-- Start RECORDED INFORMATION --

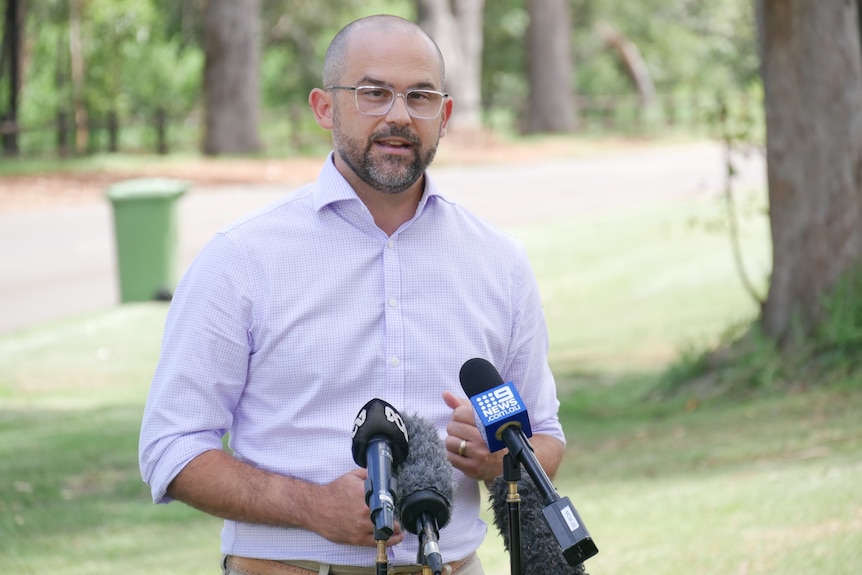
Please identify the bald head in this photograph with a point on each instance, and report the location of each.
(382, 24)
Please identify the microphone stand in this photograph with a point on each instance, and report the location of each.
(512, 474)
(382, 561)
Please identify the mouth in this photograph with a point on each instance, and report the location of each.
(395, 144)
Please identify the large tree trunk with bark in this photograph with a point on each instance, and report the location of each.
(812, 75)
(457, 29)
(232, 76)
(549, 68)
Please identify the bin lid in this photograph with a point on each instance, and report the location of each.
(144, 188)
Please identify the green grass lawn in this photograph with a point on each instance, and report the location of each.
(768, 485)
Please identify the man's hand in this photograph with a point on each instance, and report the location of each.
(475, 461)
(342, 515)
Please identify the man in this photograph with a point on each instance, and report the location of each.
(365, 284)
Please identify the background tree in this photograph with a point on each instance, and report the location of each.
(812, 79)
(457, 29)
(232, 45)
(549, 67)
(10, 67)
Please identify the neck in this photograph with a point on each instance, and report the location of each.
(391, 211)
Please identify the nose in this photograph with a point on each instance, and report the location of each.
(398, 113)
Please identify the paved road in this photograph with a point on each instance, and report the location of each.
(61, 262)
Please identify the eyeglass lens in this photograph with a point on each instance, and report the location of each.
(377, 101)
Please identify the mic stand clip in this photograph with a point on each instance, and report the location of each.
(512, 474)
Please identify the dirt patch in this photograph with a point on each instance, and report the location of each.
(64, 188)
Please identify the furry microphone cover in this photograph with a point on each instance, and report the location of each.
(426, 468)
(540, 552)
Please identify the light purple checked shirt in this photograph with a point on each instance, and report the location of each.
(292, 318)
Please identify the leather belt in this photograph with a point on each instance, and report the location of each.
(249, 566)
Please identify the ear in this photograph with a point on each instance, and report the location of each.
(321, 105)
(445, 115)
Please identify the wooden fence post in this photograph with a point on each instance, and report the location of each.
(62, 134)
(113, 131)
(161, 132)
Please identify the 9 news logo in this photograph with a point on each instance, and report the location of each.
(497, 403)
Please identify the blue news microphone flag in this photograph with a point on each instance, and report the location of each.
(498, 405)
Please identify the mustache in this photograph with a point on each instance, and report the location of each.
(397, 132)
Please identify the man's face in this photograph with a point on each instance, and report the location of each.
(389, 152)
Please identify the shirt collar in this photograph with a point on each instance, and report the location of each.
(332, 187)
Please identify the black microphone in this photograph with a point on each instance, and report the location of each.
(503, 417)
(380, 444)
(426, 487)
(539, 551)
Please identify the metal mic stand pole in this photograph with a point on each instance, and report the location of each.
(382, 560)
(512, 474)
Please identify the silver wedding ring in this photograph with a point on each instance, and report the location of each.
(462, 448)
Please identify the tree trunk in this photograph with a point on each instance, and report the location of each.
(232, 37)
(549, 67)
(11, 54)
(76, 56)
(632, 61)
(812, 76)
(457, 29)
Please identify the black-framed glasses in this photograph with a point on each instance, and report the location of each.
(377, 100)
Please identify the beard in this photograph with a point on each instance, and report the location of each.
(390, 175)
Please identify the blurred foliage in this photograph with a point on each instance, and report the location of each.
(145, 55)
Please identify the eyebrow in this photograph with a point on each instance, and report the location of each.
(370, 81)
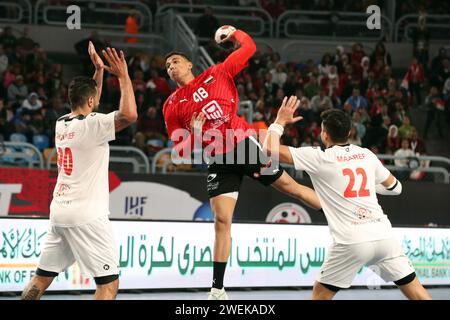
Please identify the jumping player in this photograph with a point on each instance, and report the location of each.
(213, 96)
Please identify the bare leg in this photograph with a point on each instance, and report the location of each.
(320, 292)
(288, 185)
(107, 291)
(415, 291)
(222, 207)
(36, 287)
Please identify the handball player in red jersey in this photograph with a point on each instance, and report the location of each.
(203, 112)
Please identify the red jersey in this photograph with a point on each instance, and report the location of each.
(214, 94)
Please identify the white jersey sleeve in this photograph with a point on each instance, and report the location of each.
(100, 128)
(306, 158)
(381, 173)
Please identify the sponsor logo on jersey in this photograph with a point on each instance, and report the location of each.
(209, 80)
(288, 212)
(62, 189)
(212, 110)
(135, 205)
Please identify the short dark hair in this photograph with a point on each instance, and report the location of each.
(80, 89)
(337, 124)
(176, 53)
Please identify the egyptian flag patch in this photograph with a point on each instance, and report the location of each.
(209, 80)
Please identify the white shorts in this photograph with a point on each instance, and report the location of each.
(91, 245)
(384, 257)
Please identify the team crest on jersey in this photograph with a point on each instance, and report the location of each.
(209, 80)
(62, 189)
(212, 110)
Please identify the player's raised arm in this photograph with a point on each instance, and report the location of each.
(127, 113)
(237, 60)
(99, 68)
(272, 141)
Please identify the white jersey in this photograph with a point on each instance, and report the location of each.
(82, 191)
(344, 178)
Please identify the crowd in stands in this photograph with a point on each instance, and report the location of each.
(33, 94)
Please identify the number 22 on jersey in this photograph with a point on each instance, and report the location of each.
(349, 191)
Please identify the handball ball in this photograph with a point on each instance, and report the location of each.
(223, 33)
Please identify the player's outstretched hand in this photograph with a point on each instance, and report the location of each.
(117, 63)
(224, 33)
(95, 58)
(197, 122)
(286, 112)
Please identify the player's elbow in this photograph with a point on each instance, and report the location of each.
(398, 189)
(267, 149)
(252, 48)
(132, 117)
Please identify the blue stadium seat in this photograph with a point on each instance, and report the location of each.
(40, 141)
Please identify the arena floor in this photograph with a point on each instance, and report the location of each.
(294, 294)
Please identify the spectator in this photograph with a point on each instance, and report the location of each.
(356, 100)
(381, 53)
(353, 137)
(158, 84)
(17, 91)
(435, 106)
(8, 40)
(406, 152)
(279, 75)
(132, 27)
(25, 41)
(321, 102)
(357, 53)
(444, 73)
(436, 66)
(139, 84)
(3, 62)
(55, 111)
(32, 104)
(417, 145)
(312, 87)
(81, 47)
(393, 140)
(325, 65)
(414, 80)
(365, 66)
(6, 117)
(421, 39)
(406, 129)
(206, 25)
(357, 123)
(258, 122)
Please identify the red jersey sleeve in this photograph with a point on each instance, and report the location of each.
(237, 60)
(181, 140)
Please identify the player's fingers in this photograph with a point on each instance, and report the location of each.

-- End RECORDED INFORMATION --
-- Start RECORDED INFORMATION --

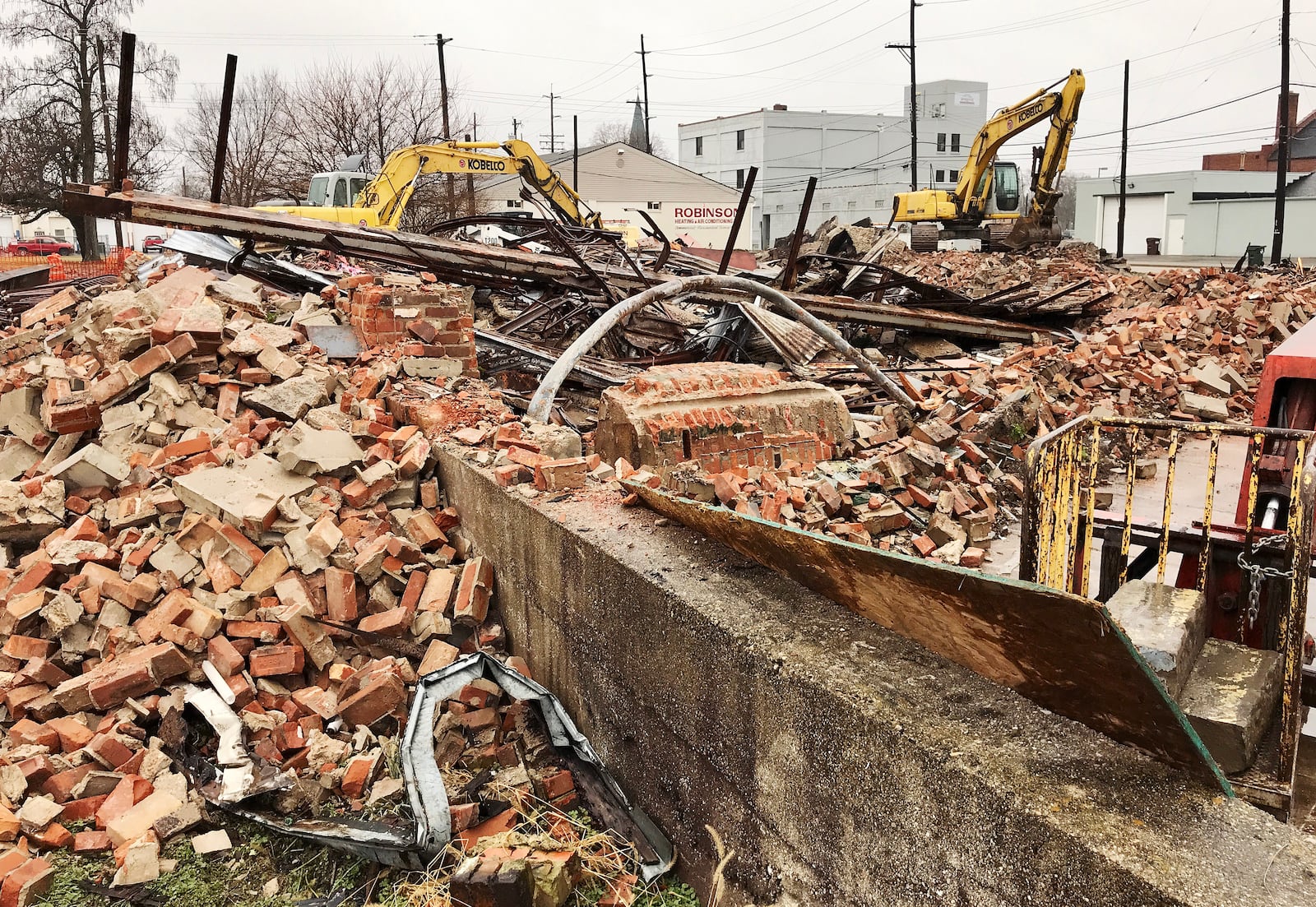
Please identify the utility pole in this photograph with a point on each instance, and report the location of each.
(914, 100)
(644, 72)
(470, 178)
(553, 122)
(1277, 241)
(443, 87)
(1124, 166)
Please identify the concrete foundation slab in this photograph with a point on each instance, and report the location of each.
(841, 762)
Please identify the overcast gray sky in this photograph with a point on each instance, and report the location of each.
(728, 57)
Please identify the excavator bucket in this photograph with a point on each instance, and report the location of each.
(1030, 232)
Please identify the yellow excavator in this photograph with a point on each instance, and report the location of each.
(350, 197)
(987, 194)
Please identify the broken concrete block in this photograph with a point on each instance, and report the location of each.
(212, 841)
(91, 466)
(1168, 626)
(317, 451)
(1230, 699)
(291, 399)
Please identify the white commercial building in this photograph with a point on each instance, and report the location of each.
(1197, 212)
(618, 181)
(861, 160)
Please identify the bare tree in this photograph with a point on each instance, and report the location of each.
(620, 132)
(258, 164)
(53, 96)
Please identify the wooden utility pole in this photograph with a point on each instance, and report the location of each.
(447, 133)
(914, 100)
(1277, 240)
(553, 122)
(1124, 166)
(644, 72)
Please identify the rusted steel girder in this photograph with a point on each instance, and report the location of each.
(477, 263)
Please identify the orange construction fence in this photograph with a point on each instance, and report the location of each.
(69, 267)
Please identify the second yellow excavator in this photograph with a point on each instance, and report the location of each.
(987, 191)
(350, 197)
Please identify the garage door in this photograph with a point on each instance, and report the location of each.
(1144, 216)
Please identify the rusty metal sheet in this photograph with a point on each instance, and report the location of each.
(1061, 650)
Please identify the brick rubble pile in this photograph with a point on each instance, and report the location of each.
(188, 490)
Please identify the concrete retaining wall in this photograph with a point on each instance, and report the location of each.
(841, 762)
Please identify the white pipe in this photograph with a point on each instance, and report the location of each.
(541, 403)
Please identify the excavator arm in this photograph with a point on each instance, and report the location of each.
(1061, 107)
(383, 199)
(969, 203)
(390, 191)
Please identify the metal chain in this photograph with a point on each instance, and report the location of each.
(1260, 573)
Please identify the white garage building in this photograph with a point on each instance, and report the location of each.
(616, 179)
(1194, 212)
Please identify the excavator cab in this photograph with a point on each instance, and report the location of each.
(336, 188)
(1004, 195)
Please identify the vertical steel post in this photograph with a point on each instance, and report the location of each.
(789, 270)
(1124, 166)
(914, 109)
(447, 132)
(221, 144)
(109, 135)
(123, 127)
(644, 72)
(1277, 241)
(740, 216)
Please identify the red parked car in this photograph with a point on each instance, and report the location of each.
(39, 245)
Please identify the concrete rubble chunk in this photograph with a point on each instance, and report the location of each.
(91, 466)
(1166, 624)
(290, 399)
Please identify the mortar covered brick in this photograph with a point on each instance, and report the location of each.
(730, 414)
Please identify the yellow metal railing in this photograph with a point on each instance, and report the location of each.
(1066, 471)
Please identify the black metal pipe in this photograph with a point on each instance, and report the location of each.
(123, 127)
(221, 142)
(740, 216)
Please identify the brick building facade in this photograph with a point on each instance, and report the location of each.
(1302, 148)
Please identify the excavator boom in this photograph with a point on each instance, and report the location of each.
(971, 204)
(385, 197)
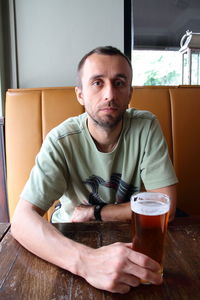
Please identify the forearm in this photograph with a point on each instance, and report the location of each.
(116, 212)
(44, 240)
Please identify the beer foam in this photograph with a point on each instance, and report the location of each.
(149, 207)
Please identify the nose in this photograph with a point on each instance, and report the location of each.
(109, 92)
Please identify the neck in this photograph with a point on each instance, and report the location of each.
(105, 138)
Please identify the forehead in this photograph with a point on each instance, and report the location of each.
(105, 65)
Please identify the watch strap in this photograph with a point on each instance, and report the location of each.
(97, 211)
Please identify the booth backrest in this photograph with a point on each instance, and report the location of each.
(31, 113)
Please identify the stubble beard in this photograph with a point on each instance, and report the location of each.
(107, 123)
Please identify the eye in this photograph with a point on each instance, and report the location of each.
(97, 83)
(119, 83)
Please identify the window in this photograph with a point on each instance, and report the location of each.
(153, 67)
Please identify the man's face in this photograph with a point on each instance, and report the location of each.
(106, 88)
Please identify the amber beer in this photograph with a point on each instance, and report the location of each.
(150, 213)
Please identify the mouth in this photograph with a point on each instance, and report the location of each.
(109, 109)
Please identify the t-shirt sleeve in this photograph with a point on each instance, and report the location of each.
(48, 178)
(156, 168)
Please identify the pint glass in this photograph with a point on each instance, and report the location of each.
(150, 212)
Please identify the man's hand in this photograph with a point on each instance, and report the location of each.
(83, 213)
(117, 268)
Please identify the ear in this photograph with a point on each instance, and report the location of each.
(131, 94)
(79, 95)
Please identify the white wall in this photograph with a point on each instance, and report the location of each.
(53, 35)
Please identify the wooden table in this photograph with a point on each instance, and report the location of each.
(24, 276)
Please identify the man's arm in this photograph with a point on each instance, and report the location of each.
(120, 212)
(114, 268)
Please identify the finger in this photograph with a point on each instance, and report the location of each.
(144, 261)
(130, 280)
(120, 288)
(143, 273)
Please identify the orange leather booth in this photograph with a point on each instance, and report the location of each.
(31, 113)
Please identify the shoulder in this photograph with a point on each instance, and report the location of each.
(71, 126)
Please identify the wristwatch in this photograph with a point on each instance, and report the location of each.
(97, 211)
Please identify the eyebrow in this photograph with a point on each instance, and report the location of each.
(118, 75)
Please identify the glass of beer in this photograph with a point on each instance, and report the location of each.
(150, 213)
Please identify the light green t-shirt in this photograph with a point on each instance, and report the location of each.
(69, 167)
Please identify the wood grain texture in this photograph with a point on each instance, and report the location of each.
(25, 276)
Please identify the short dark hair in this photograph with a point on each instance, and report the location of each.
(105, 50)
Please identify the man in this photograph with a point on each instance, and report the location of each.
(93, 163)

-- End RECORDED INFORMATION --
-- Start RECORDED INFORMATION --

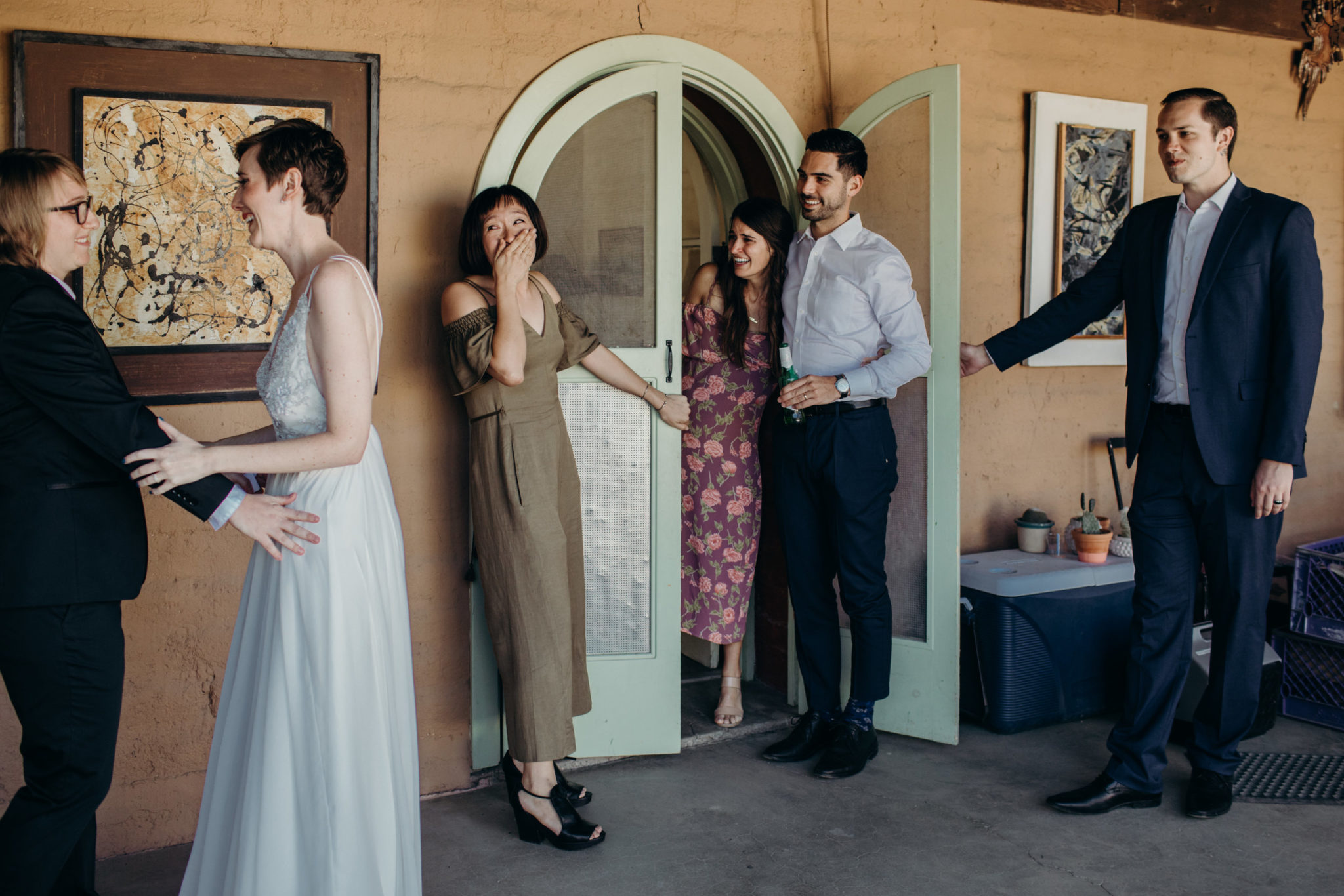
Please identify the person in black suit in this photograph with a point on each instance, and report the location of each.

-- End RECORDED INFORMATION --

WHAT THE EXERCISE ASKS => Which lines in the records contain the word "steel"? Gather each of them and copy it in full.

FINISHED EXERCISE =>
Please identify the rusted steel girder in this photograph with a point on each instance, and report the location of each.
Please identify the vertical steel post in this photograph with a point on each instance, and report the location of each.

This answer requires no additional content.